TEXT BLOCK:
==========
Fall Out from Earn Out

Fall Out from Earn Out

A decision of the High Court in I-Health Limited v iSoft NZ Limited has highlighted the care that is required in the drafting of earn out provisions and related liability limitations under sale and purchase agreements.


I-Health and iSoft are both health information technology companies.  In December 2003, I-Health and iSoft entered into a sale and purchase agreement under which iSoft agreed to purchase the business and assets of I-Health.  The purchase price was to be not less than $1,475,000 and was subject to an earn out arrangement linked to software revenue made by the iSoft group from the sale of I-Health products over a subsequent five year period. During this period, iSoft was required to use all reasonable endeavours to promote, market and distribute the I-Health products.  iSoft was also obliged to market the software products at a market price.

Ultimately, iSoft did not achieve the anticipated revenue, and only paid I-Health the base purchase price of $1,475,000.  I-Health issued legal proceedings and alleged a breach by iSoft of the ‘best endeavours’ clauses under the agreement and claimed $14.5 million in damages.  However, the parties sought the determination of a preliminary issue before trial as to the validity of a limitation of liability provision under the agreement.

Limits on Liability

In a variation to the sale and purchase agreement negotiated shortly before settlement, the parties agreed a monetary cap on iSoft’s total liability under the agreement.  The relevant section of the limitation clause read as follows:

 “The maximum aggregate liability of the Purchaser and/or Group (including legal costs and expenses incurred in defending a claim from a third party) under or in relation to this Agreement (including without limitation for negligence and other torts) is limited to $5,000,000.  This limitation of liability does not apply to the Purchaser’s liability to pay the Purchase Price or to make payments due to the Vendor for Software Revenue received by the Group.” (emphasis added)

The second sentence of the limitation clause (i.e. the exception to the liability cap) was the sentence in dispute.  The critical issue before the Court was whether or not the $5,000,000 limitation on liability applied to the claim for breach of the ‘best endeavours’ clauses.

The Court held that while the ‘best endeavours’ clauses were included under a heading in the agreement marked ‘Payment’, they had nothing directly to do with the act of payment of the purchase price.  The purpose of the clauses was to impose a positive contractual duty on iSoft to promote and market the I-Health products (and therefore to maximise the purchase price), not to make payment of the purchase price.  The Court held that iSoft’s liability to pay involved a different concept from iSoft’s liability for breach of an obligation to use ‘best endeavours’ and therefore this meant the limitation on iSoft’s liability applied to any breach of the ‘best endeavours’ clauses.

In coming to its decision, the Court was mindful not only of the ‘ordinary meaning’ of the words used in the limitation of liability provision but also the communications between the parties in the lead up to agreement on the provision.  Consistent with the recent Supreme Court decision in Vector Gas v Bay of Plenty Energy, the Court held that evidence of prior negotiations can be admissible if it sheds an objective light on the meaning of a contractual provision.  Of particular relevance in this case were communications from iSoft during negotiations that made I-Health aware of a previous transaction in which iSoft had been in dispute over a ‘best endeavours’ clause.  iSoft gave this as its principal reason for requiring the limitation of liability clause.  The Court held that the concern to limit liability was therefore known to both I-Health and iSoft and the various drafts of the relevant clause in the lead up to execution of the Agreement reflected this purpose.  In the Court’s view, an objective reading of the communications would lead an objective observer to say “but of course, the limitation clause is intended to limit iSoft’s liability for breach of the best endeavours clauses”.
==========
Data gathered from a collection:
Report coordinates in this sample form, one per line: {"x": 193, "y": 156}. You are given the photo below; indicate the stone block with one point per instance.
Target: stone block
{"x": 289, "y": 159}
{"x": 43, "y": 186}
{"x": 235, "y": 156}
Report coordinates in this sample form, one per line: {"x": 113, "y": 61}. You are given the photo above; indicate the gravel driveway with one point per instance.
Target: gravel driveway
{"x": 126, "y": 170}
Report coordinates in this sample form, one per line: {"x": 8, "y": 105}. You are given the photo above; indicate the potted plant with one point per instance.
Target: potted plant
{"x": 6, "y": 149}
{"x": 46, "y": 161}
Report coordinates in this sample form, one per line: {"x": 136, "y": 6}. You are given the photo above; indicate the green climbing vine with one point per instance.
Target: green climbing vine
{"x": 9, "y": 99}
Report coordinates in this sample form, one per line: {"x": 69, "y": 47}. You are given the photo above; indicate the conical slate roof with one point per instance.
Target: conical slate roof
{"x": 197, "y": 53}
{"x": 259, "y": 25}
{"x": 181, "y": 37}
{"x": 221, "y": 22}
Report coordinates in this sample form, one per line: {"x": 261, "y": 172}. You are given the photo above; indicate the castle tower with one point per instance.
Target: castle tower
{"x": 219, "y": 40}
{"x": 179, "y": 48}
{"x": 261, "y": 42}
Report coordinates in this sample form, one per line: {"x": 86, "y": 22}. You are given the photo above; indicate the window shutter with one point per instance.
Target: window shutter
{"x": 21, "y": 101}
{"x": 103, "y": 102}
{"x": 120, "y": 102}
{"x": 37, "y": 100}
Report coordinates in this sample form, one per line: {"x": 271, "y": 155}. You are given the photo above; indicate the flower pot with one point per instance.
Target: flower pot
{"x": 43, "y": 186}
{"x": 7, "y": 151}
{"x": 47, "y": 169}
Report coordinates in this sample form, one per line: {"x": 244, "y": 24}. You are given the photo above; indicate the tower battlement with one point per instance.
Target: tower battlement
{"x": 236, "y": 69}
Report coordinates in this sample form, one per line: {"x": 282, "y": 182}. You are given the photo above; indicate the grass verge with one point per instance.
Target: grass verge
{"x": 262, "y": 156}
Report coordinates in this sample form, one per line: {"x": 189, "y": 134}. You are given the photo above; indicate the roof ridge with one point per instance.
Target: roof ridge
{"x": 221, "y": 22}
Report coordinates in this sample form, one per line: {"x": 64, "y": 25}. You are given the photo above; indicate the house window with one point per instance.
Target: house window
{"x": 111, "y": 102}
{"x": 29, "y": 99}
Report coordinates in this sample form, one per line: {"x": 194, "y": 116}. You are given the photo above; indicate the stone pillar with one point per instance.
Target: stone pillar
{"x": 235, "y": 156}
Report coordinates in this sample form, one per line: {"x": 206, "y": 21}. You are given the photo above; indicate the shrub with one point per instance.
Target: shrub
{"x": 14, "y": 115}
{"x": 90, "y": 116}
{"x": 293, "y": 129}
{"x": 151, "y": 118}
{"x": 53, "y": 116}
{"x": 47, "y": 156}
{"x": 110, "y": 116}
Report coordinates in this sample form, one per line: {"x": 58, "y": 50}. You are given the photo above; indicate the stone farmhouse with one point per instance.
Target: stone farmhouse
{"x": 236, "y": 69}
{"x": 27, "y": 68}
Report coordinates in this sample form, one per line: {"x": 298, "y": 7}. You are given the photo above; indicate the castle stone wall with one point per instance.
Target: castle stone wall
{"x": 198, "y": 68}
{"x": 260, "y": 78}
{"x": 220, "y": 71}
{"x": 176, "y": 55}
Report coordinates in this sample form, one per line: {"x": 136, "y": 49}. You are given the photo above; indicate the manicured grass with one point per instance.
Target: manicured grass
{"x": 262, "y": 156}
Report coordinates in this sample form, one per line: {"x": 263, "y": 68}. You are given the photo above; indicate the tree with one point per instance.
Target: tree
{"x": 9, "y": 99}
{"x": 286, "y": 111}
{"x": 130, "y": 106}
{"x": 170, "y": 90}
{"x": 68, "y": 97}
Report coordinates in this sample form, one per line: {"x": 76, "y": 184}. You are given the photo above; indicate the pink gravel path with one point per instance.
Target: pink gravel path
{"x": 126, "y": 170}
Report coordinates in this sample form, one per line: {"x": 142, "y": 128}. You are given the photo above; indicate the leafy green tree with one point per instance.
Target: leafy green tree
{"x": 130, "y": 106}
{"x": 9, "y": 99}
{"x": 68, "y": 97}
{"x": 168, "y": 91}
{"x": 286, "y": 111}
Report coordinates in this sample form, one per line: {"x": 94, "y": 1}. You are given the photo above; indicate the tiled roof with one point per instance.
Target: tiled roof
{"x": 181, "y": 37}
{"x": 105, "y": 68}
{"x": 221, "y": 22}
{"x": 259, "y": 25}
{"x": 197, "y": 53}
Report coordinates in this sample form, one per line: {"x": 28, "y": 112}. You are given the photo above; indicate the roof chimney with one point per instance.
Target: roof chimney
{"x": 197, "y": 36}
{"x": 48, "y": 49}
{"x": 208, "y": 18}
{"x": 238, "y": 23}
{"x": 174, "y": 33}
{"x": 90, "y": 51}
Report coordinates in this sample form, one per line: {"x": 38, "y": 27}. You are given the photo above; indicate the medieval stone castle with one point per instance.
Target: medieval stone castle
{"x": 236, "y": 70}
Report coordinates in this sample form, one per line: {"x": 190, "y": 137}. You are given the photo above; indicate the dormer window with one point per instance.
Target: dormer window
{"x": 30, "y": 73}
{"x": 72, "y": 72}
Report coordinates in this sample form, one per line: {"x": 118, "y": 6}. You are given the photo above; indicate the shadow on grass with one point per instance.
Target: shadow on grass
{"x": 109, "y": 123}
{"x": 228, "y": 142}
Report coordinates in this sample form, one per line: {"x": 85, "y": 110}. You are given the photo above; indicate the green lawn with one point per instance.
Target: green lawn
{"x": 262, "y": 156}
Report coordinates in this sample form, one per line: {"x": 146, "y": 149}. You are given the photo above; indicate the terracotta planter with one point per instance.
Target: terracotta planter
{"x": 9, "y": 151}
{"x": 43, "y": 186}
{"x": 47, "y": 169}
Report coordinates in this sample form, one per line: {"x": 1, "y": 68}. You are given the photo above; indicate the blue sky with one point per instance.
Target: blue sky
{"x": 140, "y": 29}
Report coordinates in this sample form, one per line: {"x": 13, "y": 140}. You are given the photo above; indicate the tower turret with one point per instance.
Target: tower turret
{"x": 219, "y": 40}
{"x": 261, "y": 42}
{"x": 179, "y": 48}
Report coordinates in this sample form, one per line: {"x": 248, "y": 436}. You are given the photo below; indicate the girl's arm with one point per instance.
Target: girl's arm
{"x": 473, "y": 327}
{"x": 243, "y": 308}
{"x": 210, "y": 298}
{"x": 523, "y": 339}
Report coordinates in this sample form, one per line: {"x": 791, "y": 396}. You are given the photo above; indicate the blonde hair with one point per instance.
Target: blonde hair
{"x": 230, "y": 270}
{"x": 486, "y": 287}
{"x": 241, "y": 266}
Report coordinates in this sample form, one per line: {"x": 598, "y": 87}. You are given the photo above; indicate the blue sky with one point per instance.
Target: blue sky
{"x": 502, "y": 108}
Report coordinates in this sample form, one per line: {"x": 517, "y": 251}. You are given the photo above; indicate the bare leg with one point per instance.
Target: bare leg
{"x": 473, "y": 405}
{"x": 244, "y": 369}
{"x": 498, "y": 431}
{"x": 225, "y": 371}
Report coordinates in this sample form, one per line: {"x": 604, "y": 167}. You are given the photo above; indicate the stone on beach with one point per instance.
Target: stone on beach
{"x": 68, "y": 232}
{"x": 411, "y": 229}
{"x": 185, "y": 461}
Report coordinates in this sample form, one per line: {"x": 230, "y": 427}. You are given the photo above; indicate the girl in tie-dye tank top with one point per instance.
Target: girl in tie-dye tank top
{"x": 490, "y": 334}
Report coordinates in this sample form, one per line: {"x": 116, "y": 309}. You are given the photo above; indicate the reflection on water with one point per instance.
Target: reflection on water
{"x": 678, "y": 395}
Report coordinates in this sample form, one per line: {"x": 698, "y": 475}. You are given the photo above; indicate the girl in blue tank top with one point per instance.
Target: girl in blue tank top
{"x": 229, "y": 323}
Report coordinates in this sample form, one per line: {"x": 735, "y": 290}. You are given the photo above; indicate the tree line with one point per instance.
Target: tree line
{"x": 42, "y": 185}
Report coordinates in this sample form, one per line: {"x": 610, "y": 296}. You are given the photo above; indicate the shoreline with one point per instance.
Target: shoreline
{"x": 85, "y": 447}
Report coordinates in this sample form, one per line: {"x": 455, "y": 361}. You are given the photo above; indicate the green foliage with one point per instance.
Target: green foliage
==========
WRITTEN TASKS:
**A.** Quote the stretch of the earn out article from "The second sentence" through "for breach of the ‘best endeavours’ clauses.".
**B.** In the earn out article, how much did I-Health claim in damages?

ANSWER LIST:
**A.**
The second sentence of the limitation clause (i.e. the exception to the liability cap) was the sentence in dispute.  The critical issue before the Court was whether or not the $5,000,000 limitation on liability applied to the claim for breach of the ‘best endeavours’ clauses.

**B.** $14.5 million